> **WORK TO BE COMPLETED**
Only the count is needed. Count the lines below with the word "would" in them.

Collected data entries:
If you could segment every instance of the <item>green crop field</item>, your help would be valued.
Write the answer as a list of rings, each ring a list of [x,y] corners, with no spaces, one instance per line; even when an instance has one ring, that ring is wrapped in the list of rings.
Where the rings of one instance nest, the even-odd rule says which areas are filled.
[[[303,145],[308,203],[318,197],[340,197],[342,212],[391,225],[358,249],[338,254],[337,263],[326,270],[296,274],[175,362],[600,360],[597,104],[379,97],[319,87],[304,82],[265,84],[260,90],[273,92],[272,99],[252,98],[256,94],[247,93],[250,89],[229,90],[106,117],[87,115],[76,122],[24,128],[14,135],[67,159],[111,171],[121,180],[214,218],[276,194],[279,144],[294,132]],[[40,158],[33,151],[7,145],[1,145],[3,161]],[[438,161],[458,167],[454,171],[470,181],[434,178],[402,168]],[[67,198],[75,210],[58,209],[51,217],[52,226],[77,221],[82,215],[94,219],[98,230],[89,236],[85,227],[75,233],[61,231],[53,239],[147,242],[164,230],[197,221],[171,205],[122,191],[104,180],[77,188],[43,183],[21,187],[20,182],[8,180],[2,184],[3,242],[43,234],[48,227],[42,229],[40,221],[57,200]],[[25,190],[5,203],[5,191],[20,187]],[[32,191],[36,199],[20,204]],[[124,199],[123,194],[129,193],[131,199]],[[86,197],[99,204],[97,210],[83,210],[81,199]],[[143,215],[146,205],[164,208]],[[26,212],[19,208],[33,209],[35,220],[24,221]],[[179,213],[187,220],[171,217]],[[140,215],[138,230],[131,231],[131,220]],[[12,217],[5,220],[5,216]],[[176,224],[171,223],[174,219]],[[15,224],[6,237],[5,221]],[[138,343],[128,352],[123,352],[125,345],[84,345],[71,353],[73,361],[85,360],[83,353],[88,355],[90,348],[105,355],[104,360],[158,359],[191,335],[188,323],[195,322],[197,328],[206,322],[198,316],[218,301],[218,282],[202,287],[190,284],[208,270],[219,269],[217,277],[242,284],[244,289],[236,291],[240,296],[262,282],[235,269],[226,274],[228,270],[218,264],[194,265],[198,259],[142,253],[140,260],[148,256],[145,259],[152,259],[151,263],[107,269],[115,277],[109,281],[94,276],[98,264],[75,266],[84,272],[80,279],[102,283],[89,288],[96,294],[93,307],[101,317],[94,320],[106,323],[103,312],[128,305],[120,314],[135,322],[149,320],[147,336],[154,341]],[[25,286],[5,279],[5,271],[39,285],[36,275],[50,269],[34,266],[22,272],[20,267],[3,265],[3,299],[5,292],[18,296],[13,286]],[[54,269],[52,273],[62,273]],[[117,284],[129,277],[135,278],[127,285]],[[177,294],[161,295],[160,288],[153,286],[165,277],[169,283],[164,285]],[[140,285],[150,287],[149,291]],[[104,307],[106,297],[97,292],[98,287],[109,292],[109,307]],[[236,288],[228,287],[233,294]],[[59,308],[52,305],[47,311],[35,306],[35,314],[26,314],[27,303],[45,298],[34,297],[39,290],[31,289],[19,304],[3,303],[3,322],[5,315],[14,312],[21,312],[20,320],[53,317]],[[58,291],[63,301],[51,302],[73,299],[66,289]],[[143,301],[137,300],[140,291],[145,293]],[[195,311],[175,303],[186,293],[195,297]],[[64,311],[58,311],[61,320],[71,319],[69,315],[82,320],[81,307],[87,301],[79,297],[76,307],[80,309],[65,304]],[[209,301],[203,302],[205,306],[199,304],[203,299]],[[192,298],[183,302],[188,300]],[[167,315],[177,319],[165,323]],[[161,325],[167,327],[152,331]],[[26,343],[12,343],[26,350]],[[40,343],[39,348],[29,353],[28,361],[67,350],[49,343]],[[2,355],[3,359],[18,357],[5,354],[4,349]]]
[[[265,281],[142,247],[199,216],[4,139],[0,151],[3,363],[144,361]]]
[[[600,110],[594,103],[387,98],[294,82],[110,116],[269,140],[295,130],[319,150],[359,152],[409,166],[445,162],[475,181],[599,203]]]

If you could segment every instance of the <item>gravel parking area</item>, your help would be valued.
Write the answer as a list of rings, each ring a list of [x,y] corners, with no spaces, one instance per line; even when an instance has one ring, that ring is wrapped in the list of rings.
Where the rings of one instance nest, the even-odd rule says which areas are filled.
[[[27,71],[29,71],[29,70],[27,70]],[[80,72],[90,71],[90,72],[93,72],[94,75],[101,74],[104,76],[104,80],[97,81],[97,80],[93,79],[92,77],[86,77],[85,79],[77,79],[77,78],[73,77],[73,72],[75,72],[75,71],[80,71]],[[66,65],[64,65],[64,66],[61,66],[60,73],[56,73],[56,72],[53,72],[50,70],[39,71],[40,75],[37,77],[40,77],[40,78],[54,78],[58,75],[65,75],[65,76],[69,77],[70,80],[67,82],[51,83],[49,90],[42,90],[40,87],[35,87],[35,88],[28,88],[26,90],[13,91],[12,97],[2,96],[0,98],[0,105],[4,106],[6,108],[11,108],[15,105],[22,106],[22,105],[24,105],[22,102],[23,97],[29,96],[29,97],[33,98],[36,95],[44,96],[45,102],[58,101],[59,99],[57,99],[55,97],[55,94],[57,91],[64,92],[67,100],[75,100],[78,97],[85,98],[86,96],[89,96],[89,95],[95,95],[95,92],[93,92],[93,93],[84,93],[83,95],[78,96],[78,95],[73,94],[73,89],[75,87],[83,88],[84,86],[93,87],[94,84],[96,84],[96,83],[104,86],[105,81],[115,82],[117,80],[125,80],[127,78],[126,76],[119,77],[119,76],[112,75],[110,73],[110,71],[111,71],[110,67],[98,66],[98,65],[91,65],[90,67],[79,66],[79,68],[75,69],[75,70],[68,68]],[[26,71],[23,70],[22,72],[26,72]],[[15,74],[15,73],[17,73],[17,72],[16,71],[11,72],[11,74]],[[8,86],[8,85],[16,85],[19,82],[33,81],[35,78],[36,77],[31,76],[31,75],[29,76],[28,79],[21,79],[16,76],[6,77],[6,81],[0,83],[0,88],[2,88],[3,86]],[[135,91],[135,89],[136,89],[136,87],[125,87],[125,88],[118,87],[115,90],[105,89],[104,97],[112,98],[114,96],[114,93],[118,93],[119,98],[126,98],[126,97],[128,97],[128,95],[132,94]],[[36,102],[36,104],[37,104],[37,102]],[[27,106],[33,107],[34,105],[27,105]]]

> **ANSWER**
2